> Task description:
Transcribe all of the records precisely as they are presented.
BEGIN Record excerpts
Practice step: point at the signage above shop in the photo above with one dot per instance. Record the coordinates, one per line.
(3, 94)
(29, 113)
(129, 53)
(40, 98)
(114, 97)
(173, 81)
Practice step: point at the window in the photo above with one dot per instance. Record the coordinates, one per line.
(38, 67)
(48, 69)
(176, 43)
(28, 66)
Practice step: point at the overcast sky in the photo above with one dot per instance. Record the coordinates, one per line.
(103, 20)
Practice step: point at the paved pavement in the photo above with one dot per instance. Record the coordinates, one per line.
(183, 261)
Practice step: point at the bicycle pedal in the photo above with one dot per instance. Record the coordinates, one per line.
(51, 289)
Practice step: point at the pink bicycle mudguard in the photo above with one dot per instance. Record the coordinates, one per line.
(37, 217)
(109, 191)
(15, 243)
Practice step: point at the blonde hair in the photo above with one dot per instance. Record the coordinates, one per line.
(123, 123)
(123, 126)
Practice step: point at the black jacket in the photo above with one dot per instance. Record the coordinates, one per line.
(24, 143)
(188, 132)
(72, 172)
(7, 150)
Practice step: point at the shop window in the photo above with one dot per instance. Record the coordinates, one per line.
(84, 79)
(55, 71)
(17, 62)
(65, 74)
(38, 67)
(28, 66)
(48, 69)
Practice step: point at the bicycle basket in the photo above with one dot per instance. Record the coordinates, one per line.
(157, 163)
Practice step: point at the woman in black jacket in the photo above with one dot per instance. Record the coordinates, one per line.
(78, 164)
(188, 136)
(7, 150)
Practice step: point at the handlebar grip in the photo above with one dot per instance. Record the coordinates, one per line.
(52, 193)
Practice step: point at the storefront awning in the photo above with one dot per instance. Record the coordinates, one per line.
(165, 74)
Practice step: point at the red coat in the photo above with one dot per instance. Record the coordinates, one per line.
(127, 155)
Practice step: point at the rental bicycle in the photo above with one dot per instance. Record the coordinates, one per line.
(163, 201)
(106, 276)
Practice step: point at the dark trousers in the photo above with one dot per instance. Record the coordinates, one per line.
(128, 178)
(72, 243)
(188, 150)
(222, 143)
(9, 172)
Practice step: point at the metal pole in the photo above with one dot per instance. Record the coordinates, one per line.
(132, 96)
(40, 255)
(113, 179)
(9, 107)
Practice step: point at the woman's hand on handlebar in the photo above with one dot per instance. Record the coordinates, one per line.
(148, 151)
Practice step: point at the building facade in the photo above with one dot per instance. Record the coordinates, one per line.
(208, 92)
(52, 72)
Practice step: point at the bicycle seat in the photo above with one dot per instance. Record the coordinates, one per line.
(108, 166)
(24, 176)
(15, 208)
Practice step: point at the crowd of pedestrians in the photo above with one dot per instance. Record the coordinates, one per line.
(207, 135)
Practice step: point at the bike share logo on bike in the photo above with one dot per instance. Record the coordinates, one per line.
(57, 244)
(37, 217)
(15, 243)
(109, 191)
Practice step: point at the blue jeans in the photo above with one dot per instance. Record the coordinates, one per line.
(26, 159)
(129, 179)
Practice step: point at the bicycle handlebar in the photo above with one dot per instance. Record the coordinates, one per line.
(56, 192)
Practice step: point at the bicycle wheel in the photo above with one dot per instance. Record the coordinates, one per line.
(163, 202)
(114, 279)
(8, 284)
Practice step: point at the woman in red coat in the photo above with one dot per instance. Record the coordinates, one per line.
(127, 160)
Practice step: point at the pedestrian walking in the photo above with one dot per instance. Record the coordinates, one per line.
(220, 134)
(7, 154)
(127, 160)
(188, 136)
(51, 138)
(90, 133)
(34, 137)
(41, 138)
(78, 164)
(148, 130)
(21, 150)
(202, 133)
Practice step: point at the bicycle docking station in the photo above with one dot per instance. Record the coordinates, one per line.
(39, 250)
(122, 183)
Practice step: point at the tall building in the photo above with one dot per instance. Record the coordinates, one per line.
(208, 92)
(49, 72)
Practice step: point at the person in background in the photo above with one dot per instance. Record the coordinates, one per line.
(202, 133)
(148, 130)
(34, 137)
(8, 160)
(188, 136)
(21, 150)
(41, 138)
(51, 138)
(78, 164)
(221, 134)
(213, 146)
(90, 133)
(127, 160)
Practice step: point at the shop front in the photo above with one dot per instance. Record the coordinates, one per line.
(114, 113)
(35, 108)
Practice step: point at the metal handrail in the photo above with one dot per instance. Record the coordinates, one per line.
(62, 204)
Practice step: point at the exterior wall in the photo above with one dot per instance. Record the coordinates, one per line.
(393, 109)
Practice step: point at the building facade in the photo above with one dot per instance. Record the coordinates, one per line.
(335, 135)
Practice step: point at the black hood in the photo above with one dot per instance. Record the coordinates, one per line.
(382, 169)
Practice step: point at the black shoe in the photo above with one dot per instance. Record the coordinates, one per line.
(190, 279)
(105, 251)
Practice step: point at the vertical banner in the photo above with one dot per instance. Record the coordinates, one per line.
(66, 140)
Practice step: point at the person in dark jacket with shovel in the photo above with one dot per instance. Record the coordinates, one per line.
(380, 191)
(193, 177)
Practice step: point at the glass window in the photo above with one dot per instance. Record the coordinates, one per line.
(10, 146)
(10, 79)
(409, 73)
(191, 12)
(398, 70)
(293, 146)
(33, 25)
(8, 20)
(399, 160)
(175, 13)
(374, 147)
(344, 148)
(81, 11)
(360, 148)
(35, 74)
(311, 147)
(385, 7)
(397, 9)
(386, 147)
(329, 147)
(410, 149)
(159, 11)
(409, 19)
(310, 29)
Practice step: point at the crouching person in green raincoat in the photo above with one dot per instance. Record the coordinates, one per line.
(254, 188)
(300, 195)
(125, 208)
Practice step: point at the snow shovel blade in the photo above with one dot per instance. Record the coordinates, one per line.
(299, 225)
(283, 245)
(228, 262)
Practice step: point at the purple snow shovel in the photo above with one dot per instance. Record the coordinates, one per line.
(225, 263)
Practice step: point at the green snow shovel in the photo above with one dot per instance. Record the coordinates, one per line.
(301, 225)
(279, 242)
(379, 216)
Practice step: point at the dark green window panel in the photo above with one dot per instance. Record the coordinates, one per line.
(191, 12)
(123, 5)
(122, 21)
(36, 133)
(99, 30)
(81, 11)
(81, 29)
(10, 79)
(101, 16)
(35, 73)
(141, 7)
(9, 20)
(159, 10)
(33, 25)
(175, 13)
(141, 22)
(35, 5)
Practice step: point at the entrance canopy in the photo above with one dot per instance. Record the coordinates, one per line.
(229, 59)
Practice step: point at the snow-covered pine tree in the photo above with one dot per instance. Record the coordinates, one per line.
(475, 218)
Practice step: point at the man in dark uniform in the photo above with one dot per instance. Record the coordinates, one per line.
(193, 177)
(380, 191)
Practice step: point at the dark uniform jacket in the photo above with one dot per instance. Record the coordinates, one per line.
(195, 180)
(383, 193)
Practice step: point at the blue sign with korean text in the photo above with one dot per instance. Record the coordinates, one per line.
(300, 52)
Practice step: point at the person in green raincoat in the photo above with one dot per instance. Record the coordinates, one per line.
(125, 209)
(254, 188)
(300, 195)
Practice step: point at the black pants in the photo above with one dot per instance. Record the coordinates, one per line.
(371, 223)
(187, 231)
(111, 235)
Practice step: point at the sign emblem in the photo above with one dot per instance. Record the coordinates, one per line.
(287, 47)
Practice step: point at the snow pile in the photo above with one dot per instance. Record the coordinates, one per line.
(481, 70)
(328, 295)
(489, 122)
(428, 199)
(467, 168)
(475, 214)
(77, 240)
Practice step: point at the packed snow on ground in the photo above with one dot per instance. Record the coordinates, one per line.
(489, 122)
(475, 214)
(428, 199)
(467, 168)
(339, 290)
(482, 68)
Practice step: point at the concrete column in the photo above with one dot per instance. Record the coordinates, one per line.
END Record excerpts
> Your solution:
Practice step: point at the signage above shop in the photo above with one dot per instance. Record the coordinates, one per line.
(3, 94)
(29, 113)
(129, 53)
(40, 98)
(114, 97)
(173, 81)
Practice step: point at the window in the photo above with one dot per instance. Record the coordinates, one per line.
(38, 67)
(48, 69)
(176, 43)
(28, 66)
Practice step: point at the overcast sky in the photo above with one dot per instance. Record the coordinates, one per line.
(103, 20)
Practice step: point at the paved pavement in the photo above with one dot per instance. Record the coordinates, one per line.
(183, 261)
Practice step: point at the bicycle pedal in the photo above with one dot per instance. Record the coordinates, one per line.
(51, 289)
Practice step: point at the pink bicycle mudguard in the photo above with one dot per instance. Record the coordinates, one per line.
(37, 217)
(109, 191)
(15, 243)
Practice step: point at the blonde hair in the photo above with one dot per instance. Record the coordinates, one per line.
(123, 123)
(123, 126)
Practice step: point at the black jacket in the photo above with one dot per instance. Record the coordinates, one per line.
(24, 143)
(188, 132)
(72, 172)
(7, 150)
Practice step: point at the shop window in the photo above with one dot per instance. Record the coordinates, one per line.
(84, 79)
(55, 71)
(17, 62)
(65, 74)
(38, 67)
(28, 66)
(48, 69)
Practice step: point at the bicycle basket in the photo above with one dot per instance. Record the coordinates, one per line.
(157, 163)
Practice step: point at the woman in black jacket in the photo above with one dot per instance. Record the coordinates, one per line.
(78, 164)
(188, 136)
(7, 150)
Practice step: point at the handlebar grip in the photo above with one dot per instance. Record the coordinates, one per line.
(52, 193)
Practice step: point at the storefront awning in the photo above with one dot per instance. Record the coordinates, one per line.
(165, 74)
Practice step: point at the red coat in the photo above with one dot per instance. Record the coordinates, one per line.
(127, 155)
Practice step: point at the rental bicycle in the photo above with one dot per instance. Record the coordinates, one per line.
(163, 201)
(106, 276)
Practice step: point at the dark trousers in the photo above with one dot per instance. Record the coordinates, one per line.
(128, 178)
(72, 243)
(188, 150)
(222, 143)
(9, 172)
Practice step: point at the metal pole in the photo above with one dot per instance. Record the coordinates, one per line.
(132, 96)
(40, 255)
(113, 179)
(9, 107)
Practice step: point at the woman's hand on handlebar in the photo above with one dot per instance. Record the coordinates, one per line.
(148, 151)
Practice step: point at the building facade in the photo above with one dot per instance. Record the coordinates, one per line.
(208, 92)
(52, 72)
Practice step: point at the bicycle seat in the photo above with one dot per instance. Record the coordinates, one per line.
(108, 166)
(24, 176)
(15, 208)
Practice step: point at the crowd of pedestrians in the photo above with one dot per instance. Record the coordinates, one per line.
(207, 135)
Practice step: point at the bike share logo on bike in the photo above with one dot per instance. Record the coordinates, one per line.
(57, 244)
(37, 217)
(15, 243)
(109, 191)
Practice step: point at the blue jeans in the photo above with one dot per instance. Record the coordinates, one per line.
(26, 159)
(129, 179)
Practice step: point at the bicycle handlebar in the photo above with one dot per instance. Record the coordinates, one per line.
(56, 192)
Practice step: point at the bicycle wheel in the photo above with one dot per instance. Record the coordinates, one per line.
(163, 202)
(114, 279)
(8, 284)
Practice step: point at the woman in red coat in the photo above with one dot per instance. Record the coordinates, one per line.
(127, 160)
Practice step: point at the pedestrian walking in the photo above with one dot per instance. Record the coordinates, one per line.
(220, 134)
(7, 154)
(127, 160)
(188, 136)
(51, 138)
(90, 133)
(34, 137)
(41, 138)
(78, 164)
(148, 130)
(21, 150)
(202, 133)
Practice step: point at the bicycle docking station in the photo above with one dot per instance. Record the coordinates, one per line.
(39, 250)
(122, 183)
Practice step: point at the tall building in the photo above with one dot per instance. Record the coordinates, one per line.
(208, 92)
(49, 72)
Practice step: point at the person in background in the photo above with one dot per instance. Record the coordinates, one per line.
(202, 133)
(148, 130)
(34, 137)
(8, 160)
(188, 136)
(21, 150)
(41, 138)
(51, 138)
(78, 164)
(221, 134)
(213, 146)
(90, 133)
(127, 160)
Practice step: point at the shop front in the photo above with one dot per instance. Record the coordinates, one per line.
(114, 113)
(35, 108)
Practice step: point at the metal handrail in the photo above with one dot per instance. Record the coordinates, one per line.
(62, 204)
Practice step: point at the exterior wall in the photo above with one dot per instance. Record the coordinates, one per line.
(393, 109)
Practice step: point at the building facade in the photo above with one dot per instance. Record the coordinates, one per line.
(335, 135)
Practice step: point at the black hood in the photo above with one dot per instance. Record the coordinates, one per line.
(382, 169)
Practice step: point at the black shoe in the photo above with one dot per instance. Record the coordinates, one per line.
(190, 279)
(105, 251)
Practice step: point at the vertical banner in the photo above with one dot per instance. Record the coordinates, one per line.
(66, 140)
Practice step: point at the person in dark jacket with shovel in the photo above with one dot per instance. Record the coordinates, one per line.
(380, 191)
(193, 177)
Practice step: point at the glass window in the photo above with one dot per instance. Record the coordinates, one per line.
(10, 146)
(10, 79)
(409, 73)
(191, 12)
(398, 70)
(293, 146)
(33, 25)
(8, 20)
(399, 160)
(175, 13)
(374, 147)
(344, 148)
(81, 11)
(360, 148)
(35, 74)
(311, 147)
(385, 7)
(397, 9)
(386, 147)
(329, 147)
(410, 149)
(159, 11)
(409, 19)
(310, 29)
Practice step: point at the crouching person in green raincoat in the photo above with one dot per instance. Record the coordinates, one per line.
(254, 188)
(300, 195)
(125, 208)
Practice step: point at the snow shovel blade in the photo above with one dot per instance. Record the coordinates, one per line.
(299, 225)
(283, 245)
(228, 262)
Practice step: point at the purple snow shovel in the photo above with one dot per instance. Record the coordinates, one per line.
(225, 263)
Practice step: point at the green snow shovel in the photo above with one dot per instance. Record the coordinates, one per line.
(301, 225)
(279, 242)
(379, 216)
Practice step: point at the dark green window panel in the photo above with one dot per instance. Record the coordinates, one per line.
(191, 12)
(123, 5)
(122, 21)
(36, 133)
(99, 30)
(81, 11)
(81, 29)
(10, 79)
(101, 16)
(35, 73)
(141, 7)
(9, 20)
(159, 10)
(33, 25)
(175, 13)
(141, 22)
(35, 5)
Practice step: point at the entrance canopy in the photo above with one dot per instance. Record the coordinates, one per line.
(229, 59)
Practice step: point at the snow-covered pine tree in the photo above with one dot per instance. Record the coordinates, one per line.
(475, 218)
Practice step: point at the man in dark uniform in the photo above with one dot per instance. Record the coordinates, one per line.
(193, 177)
(380, 191)
Practice step: point at the dark uniform jacket in the photo above with one dot per instance. Record the coordinates, one per line.
(195, 180)
(383, 193)
Practice step: point at the blue sign with korean text in the photo above with one dot per instance. Record the coordinates, one per line.
(300, 52)
Practice step: point at the person in green raincoat in the photo above with one dot per instance. Record the coordinates, one per line.
(125, 209)
(254, 188)
(300, 195)
Practice step: point at the black pants in the photo above with one dot per instance. Record the coordinates, one per line.
(371, 223)
(187, 231)
(111, 235)
Practice step: point at the sign emblem in the photo above with one dot per instance. Record the coordinates, one per line.
(287, 47)
Practice step: point at the snow pile in the photo above with one dot per instance. Record the coordinates, one per line.
(481, 70)
(328, 295)
(489, 122)
(428, 199)
(467, 168)
(475, 214)
(77, 240)
Practice step: point at the packed snow on ground in the photo above with one dot per instance. Record the coordinates, one per line.
(489, 122)
(475, 214)
(428, 199)
(467, 168)
(339, 290)
(482, 68)
Practice step: point at the concrete column in the photo above with one dot per instance. Record the coordinates, one per line.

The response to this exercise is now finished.